* _Given exercise_
Convert each of the following items into a numbered list, omitting any blank lines.

* _Supplied data_
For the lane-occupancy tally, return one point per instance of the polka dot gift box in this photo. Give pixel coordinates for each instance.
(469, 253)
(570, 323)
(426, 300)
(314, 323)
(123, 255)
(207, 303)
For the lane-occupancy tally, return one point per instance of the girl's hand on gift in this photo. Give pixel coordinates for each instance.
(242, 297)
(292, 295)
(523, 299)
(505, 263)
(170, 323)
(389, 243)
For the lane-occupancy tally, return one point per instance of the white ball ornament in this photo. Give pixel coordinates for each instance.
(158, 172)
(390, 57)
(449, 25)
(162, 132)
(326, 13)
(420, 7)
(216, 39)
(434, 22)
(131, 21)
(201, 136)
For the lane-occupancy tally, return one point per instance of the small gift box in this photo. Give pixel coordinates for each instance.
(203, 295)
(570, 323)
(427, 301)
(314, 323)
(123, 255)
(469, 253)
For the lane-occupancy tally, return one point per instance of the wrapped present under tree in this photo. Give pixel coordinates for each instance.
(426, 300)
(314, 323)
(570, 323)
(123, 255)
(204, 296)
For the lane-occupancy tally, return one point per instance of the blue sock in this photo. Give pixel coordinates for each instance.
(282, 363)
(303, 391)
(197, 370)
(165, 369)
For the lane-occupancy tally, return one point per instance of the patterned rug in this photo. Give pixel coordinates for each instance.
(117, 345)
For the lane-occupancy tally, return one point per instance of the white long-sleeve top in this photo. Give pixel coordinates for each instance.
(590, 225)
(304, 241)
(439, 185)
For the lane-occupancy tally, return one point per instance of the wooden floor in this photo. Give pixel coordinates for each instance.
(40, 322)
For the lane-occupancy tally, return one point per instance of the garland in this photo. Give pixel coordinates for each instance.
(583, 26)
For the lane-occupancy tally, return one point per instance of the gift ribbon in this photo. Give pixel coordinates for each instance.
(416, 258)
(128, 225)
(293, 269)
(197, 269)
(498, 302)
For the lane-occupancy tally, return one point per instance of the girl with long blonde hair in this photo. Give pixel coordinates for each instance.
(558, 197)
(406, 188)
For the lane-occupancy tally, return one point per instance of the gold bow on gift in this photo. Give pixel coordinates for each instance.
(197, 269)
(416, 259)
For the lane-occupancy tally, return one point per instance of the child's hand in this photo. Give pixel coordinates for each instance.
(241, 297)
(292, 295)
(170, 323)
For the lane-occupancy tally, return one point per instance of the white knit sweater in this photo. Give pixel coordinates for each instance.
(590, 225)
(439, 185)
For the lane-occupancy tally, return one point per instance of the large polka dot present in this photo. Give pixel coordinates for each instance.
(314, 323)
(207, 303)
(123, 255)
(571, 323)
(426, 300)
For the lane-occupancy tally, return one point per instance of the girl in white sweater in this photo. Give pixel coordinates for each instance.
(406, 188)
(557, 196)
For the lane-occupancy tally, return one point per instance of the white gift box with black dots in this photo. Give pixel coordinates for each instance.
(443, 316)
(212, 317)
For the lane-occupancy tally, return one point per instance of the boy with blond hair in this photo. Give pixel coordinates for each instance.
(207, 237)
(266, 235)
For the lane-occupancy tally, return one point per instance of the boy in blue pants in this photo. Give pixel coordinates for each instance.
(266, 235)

* _Response to this exercise_
1. For the lane-occupancy tally, return one point per instance of the polka dot gift box in this photo. Give pixel coordinates for each instance.
2. (469, 253)
3. (570, 323)
4. (426, 300)
5. (314, 323)
6. (123, 255)
7. (207, 303)
8. For the lane-occupancy tally, return one point per instance of the girl's hand on gift in this photo. Give pixel coordinates for each instance.
9. (242, 297)
10. (292, 295)
11. (523, 299)
12. (505, 263)
13. (170, 323)
14. (389, 243)
15. For the lane-occupancy tally, return one point per instance of the white ball ornament in this photo. Give pixel coordinates for each instance.
16. (158, 172)
17. (390, 57)
18. (449, 25)
19. (162, 132)
20. (326, 13)
21. (420, 7)
22. (216, 39)
23. (434, 22)
24. (131, 21)
25. (201, 136)
26. For the lane-occupancy tally, return one point per instance of the small gift box in this photo. Give pixel coordinates for each instance.
27. (203, 295)
28. (570, 323)
29. (427, 301)
30. (314, 323)
31. (123, 255)
32. (469, 253)
33. For the lane-occupancy tally, return one point per instance of the wrapped present under tree in this photo. Give pixel coordinates for each instance.
34. (426, 300)
35. (314, 323)
36. (570, 323)
37. (123, 255)
38. (204, 296)
39. For the lane-occupancy tally, return one point per instance of the blue sock in this photo. Give pixel coordinates for each instance.
40. (282, 363)
41. (303, 391)
42. (197, 370)
43. (165, 369)
44. For the lane-occupancy tally, return one point per instance of the patterned rug in this photo. Give pixel coordinates for each instance.
45. (117, 345)
46. For the lane-occupancy tally, return one point per instance of the white long-sleeve top in this photo. Give pixel coordinates for each instance.
47. (590, 225)
48. (304, 241)
49. (439, 185)
50. For the lane-occupancy tally, return one point per instance of the wooden floor in this photo. Give pixel coordinates for each instance.
51. (40, 322)
52. For the lane-occupancy tally, return one point per instance of the garland in this photo. Give pixel coordinates for each instance.
53. (583, 26)
54. For the lane-occupancy tally, return one point per instance of the gift ribbon in this photo. Give pixel coordinates for each instance.
55. (416, 258)
56. (128, 225)
57. (293, 269)
58. (197, 269)
59. (498, 302)
60. For the lane-occupancy tally, return one point per instance of the girl with long blonde hair in this photo. Give pixel coordinates for each instance.
61. (558, 197)
62. (406, 188)
63. For the lane-occupancy tally, return one point per instance of the gold bow on gift in this photo. Give pixel coordinates for each instance.
64. (197, 269)
65. (416, 259)
66. For the lane-occupancy tally, return one point per instance of the child's hand in this photo. Give pixel coordinates for each instance.
67. (241, 297)
68. (292, 295)
69. (170, 323)
70. For the lane-occupancy tally, return one point per instance of the white knit sweater in this photo. Give pixel coordinates for each instance.
71. (590, 225)
72. (439, 185)
73. For the lane-occupancy tally, return one point per instance of the large polka dot present in this photo. Give pixel coordinates for each instance.
74. (314, 323)
75. (207, 303)
76. (123, 255)
77. (571, 323)
78. (426, 300)
79. For the lane-occupancy tally, return one point per instance of the girl in white sweater in this photo. Give pixel coordinates for each instance.
80. (406, 188)
81. (557, 196)
82. For the lane-occupancy tally, return one point per instance of the white gift box with black dots in this photo. Give pixel coordinates for each instance.
83. (443, 316)
84. (212, 317)
85. For the lane-occupancy tally, return one point per instance of the boy with blond hair in this photo. Give pixel coordinates for each instance.
86. (207, 237)
87. (266, 235)
88. For the lane-occupancy tally, return one point per instance of the boy in blue pants in this photo. Give pixel coordinates for each instance.
89. (266, 235)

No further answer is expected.